Dataset excerpt:
* * * * * * *
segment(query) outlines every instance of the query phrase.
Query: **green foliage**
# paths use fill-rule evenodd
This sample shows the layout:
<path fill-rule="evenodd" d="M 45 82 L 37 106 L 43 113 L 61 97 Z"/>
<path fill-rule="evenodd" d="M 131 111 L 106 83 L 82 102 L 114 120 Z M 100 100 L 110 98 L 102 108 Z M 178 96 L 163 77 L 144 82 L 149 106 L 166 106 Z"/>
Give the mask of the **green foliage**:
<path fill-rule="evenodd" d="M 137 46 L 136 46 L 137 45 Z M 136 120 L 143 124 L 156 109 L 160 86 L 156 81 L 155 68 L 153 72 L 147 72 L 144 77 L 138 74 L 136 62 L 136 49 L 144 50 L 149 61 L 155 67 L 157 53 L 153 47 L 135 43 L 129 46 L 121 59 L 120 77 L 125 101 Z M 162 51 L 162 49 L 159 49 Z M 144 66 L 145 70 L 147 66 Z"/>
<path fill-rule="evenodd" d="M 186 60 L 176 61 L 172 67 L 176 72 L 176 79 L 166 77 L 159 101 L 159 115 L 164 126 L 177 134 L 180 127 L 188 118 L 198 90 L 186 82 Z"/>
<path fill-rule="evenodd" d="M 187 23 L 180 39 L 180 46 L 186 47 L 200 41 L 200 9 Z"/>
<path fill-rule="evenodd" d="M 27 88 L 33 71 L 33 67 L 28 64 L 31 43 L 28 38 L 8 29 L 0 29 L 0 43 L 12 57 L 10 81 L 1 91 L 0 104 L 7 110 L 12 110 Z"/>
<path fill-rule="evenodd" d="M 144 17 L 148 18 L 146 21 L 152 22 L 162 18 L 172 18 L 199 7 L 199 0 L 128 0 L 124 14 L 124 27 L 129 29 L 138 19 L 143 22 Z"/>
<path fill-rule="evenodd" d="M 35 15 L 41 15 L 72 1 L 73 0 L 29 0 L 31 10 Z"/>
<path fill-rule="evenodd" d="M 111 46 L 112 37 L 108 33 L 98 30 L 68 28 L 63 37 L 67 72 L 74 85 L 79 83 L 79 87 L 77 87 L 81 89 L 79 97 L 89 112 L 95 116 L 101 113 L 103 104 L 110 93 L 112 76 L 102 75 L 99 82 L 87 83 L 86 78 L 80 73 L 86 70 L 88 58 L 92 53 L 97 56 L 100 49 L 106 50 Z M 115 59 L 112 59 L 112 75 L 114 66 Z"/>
* * * * * * *
Retype every one of the records above without changing anything in them.

• **Exercise output**:
segment(query) outlines every instance of the query phrase.
Query: **green foliage**
# paths use fill-rule evenodd
This sample shows the layout:
<path fill-rule="evenodd" d="M 45 82 L 37 106 L 43 113 L 61 97 Z"/>
<path fill-rule="evenodd" d="M 131 111 L 106 83 L 82 102 L 114 120 Z M 100 100 L 110 98 L 102 108 Z M 178 96 L 163 77 L 144 82 L 149 106 L 166 106 Z"/>
Give the mask of the **green foliage**:
<path fill-rule="evenodd" d="M 137 46 L 136 46 L 137 45 Z M 136 120 L 143 124 L 156 109 L 160 86 L 156 81 L 155 68 L 153 72 L 147 72 L 144 77 L 138 74 L 136 62 L 136 49 L 144 50 L 149 61 L 155 67 L 157 53 L 153 47 L 135 43 L 129 46 L 121 59 L 120 77 L 125 101 Z M 162 51 L 162 49 L 159 49 Z M 144 66 L 145 70 L 147 66 Z"/>
<path fill-rule="evenodd" d="M 186 60 L 176 61 L 172 67 L 176 72 L 176 79 L 166 77 L 159 101 L 159 115 L 164 126 L 177 134 L 180 127 L 188 118 L 198 90 L 186 82 Z"/>
<path fill-rule="evenodd" d="M 187 23 L 180 39 L 180 46 L 186 47 L 200 41 L 200 9 Z"/>
<path fill-rule="evenodd" d="M 27 88 L 33 71 L 33 67 L 28 64 L 31 43 L 28 38 L 8 29 L 0 29 L 0 43 L 12 57 L 10 81 L 1 91 L 0 104 L 7 110 L 12 110 Z"/>
<path fill-rule="evenodd" d="M 144 17 L 148 18 L 146 21 L 152 22 L 162 18 L 172 18 L 199 7 L 199 0 L 128 0 L 124 14 L 124 27 L 129 29 L 138 19 L 143 22 Z"/>
<path fill-rule="evenodd" d="M 35 15 L 41 15 L 72 1 L 73 0 L 29 0 L 31 10 Z"/>
<path fill-rule="evenodd" d="M 111 46 L 112 37 L 108 33 L 98 30 L 68 28 L 63 37 L 67 72 L 74 85 L 79 83 L 79 87 L 77 87 L 81 89 L 79 97 L 89 112 L 95 116 L 101 113 L 103 104 L 110 93 L 112 76 L 102 75 L 99 82 L 87 83 L 86 78 L 80 73 L 86 70 L 88 58 L 92 53 L 97 56 L 100 49 L 106 50 Z M 115 59 L 112 59 L 112 75 L 114 66 Z"/>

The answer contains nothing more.